### Dataset:
+--

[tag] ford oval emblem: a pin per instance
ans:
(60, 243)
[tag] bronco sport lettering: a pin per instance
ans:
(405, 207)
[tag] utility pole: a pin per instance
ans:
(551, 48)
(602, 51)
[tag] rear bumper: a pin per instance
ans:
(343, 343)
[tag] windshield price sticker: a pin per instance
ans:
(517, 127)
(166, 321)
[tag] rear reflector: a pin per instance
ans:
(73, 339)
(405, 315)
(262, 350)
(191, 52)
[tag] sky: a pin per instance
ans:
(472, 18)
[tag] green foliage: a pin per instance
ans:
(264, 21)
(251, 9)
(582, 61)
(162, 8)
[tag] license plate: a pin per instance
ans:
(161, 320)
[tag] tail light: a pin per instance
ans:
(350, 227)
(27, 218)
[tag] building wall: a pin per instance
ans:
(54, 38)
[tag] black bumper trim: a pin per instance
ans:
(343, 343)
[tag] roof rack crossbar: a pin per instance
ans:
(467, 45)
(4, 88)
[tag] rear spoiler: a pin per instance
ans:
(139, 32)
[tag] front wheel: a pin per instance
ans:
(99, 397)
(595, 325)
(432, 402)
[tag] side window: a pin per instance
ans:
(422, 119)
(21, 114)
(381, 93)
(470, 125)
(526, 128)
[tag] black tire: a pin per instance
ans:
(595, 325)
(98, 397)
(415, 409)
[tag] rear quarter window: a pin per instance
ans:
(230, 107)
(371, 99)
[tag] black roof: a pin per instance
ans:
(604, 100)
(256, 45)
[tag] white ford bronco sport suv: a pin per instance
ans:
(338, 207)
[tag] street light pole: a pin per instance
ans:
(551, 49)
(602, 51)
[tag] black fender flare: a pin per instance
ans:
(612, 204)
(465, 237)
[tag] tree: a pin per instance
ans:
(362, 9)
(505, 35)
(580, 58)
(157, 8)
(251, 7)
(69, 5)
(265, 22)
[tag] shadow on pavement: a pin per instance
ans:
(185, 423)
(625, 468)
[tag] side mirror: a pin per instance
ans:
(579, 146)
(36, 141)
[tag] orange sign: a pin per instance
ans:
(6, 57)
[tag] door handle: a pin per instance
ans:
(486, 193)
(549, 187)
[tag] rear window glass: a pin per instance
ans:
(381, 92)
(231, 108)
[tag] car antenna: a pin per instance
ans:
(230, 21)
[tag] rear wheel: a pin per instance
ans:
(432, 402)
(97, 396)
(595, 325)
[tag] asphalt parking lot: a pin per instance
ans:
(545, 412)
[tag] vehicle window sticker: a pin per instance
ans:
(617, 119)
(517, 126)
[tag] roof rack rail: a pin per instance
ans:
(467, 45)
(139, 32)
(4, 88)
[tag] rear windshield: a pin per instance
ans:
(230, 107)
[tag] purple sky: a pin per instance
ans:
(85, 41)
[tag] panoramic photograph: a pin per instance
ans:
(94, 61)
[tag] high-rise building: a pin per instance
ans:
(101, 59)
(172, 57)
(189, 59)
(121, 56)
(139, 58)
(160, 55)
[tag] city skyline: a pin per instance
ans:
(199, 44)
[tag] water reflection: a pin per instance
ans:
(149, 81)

+--

### Exercise instructions:
Output exactly the lines between the one containing "[tag] orange sign: a pin per instance" and the final line above, both inclusive.

### Response:
[tag] orange sign: a pin per instance
ans:
(6, 57)
[tag] door handle: a pin per instance
ans:
(486, 193)
(549, 187)
[tag] rear window glass: a pin per instance
ans:
(381, 92)
(231, 108)
[tag] car antenna: a pin per instance
ans:
(230, 21)
[tag] rear wheel: a pin per instance
ans:
(432, 402)
(97, 396)
(595, 325)
[tag] asphalt parking lot: a pin per instance
ans:
(545, 412)
[tag] vehicle window sticker: a pin per instance
ans:
(617, 119)
(517, 126)
[tag] roof rack rail: a pin per instance
ans:
(467, 45)
(139, 32)
(4, 88)
[tag] rear windshield: a pin per instance
ans:
(230, 107)
[tag] purple sky: a pin per instance
ans:
(85, 41)
[tag] panoramic photograph: a pin per instance
ans:
(94, 61)
[tag] high-rise building: a pin per instance
ans:
(101, 59)
(172, 57)
(189, 59)
(121, 56)
(139, 58)
(160, 55)
[tag] city skyline: a pin per instance
ans:
(199, 44)
[tag] water reflection: a pin per instance
ans:
(149, 81)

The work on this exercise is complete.